[Passage to read]
※

Malus 'Branzam' BRANDYWINE
Common Name: flowering crabapple
Type: Tree
Family: Rosaceae
Zone: 4 to 8
Height: 15.00 to 20.00 feet
Spread: 15.00 to 20.00 feet
Bloom Time: April
Bloom Description: Rose-pink (double)
Sun: Full sun
Water: Medium
Maintenance: Low
Suggested Use: Flowering Tree
Flower: Showy
Leaf: Good Fall
Attracts: Birds, Butterflies
Fruit: Showy, Edible
Other: Winter Interest
Tolerate: Air Pollution


Best grown in medium moisture, well-drained, acidic loams in full sun. Adapts to a wide range of soils. Established trees have some drought tolerance. Although some flowers may be lost, it is best to prune this tree as needed in late winter. Spring pruning should be avoided as it produces fresh, open cuts where fireblight bacterium can enter.

Noteworthy Characteristics

Malus is a genus of about 35 species of deciduous trees and shrubs from Europe, Asia and North America.

Genus name from Latin is an ancient name for apple.

※

[Study material]
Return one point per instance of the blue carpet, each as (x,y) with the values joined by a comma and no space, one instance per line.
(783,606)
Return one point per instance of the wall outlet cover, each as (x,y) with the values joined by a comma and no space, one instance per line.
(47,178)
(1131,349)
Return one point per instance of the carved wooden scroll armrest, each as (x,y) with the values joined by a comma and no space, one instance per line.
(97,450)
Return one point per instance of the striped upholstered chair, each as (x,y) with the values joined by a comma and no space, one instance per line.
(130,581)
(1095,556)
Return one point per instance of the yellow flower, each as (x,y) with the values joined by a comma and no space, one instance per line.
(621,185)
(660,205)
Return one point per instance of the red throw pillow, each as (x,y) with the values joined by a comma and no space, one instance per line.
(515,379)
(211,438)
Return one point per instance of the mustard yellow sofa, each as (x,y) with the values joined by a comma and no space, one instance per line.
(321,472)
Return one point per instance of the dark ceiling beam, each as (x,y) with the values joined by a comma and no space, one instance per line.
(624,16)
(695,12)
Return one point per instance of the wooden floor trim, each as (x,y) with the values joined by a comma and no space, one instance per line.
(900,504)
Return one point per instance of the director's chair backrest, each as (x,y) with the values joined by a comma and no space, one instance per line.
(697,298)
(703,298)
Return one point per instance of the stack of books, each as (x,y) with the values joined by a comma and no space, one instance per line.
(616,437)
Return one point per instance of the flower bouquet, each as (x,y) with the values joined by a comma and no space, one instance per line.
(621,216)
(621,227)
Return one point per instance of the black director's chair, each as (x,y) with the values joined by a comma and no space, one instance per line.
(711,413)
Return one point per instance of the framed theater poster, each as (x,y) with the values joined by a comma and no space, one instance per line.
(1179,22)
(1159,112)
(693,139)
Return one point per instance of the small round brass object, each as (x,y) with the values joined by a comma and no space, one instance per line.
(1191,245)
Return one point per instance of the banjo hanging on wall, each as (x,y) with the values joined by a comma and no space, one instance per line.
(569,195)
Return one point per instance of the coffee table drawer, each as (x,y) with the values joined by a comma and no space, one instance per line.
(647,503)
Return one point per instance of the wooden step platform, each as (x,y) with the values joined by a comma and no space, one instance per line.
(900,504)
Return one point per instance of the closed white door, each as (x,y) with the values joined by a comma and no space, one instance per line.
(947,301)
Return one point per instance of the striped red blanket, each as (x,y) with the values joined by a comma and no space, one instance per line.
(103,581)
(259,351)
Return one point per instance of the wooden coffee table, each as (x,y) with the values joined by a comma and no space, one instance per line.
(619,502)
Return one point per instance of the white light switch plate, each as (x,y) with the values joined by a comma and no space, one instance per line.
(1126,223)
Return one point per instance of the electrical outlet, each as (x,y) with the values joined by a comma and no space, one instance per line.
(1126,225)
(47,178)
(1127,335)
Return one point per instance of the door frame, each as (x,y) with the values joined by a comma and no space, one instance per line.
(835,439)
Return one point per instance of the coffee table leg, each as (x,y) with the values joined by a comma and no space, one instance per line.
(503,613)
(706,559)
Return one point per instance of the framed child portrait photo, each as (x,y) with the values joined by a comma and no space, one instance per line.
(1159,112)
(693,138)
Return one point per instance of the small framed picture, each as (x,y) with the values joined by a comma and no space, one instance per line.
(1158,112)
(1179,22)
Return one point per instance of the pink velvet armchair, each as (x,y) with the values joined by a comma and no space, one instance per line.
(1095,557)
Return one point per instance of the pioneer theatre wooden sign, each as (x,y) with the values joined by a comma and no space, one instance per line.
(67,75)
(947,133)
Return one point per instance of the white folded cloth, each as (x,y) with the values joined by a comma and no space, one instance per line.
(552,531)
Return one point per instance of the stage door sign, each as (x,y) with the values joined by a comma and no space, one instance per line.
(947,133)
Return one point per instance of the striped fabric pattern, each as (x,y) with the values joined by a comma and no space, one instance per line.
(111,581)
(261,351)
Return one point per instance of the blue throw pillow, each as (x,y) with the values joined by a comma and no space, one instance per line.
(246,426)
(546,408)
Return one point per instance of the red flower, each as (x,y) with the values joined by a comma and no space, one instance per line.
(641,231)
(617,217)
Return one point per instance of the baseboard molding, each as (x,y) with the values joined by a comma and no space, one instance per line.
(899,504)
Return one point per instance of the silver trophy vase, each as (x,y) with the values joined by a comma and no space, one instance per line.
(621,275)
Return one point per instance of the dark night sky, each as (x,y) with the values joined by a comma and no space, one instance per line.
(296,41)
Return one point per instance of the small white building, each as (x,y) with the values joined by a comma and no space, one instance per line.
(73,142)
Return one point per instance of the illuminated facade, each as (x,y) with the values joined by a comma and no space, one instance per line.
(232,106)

※

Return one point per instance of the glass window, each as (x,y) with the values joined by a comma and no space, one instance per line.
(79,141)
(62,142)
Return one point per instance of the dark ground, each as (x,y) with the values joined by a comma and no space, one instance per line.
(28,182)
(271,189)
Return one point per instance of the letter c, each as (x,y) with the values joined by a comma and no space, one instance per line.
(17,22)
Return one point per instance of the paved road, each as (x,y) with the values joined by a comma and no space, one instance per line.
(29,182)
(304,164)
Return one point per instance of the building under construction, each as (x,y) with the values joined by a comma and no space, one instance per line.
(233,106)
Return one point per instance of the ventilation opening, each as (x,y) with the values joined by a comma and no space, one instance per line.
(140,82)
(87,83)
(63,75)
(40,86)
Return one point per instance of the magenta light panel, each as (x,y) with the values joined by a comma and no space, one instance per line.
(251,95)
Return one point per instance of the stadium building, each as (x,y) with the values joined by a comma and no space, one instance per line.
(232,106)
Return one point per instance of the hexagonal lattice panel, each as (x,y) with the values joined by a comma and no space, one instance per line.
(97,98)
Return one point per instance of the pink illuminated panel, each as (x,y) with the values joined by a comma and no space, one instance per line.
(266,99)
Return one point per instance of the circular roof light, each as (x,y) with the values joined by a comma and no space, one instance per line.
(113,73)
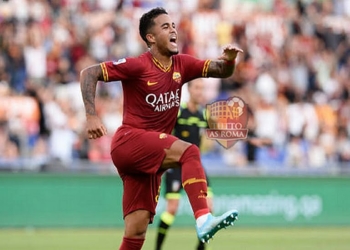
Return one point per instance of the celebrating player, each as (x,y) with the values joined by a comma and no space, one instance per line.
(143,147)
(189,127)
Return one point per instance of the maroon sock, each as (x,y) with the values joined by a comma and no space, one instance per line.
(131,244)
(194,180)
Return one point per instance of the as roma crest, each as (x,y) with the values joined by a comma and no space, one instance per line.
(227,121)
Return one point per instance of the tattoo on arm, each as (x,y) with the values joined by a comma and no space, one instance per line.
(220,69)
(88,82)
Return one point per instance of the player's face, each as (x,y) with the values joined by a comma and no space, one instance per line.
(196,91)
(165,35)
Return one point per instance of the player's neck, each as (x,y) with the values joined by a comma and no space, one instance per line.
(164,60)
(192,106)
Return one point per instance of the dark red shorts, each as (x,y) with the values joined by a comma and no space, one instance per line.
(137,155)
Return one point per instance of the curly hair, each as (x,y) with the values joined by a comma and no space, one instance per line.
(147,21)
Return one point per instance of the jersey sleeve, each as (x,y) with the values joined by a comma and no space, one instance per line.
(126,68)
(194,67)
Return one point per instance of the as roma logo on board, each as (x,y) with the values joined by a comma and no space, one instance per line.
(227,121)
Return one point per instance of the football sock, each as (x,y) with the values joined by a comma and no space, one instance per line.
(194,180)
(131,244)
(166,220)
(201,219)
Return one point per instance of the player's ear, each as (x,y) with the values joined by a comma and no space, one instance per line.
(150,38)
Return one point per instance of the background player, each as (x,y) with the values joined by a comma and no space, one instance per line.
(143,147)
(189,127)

※

[What to produce] Resume the Brandywine crabapple plant profile at the top of the page, writing on from its last sentence.

[Response]
BRANDYWINE is a upright, broad-rounded crabapple that matures to 15-20’ tall and as wide. It is a hybrid cross between M. ‘Lemoinei’ and M. ‘Klehm’s’. Fragrant, rose pink, double flowers bloom in abundance in spring (April). Flowers are followed by large, chartreuse crabapples (to 1” diameter) that mature in fall. Crabapples do not persist and may cause some litter/clean-up problems. Birds are attracted to the fruit. Leaves are dark green tinged with a wine-red. Leaves turn reddish-orange to deep purple in fall. Silvery twigs provide some winter interest.


The main diseases of crabapple are scab, fire blight, rusts, leaf spot and powdery mildew. Potential insect pests are of lesser concern and include tent caterpillars, aphids, Japanese beetles, borers and scale. Spider mites may occur.

BRANDYWINE is moderately susceptible to scab and significantly susceptible to rust, with good resistance to the other diseases.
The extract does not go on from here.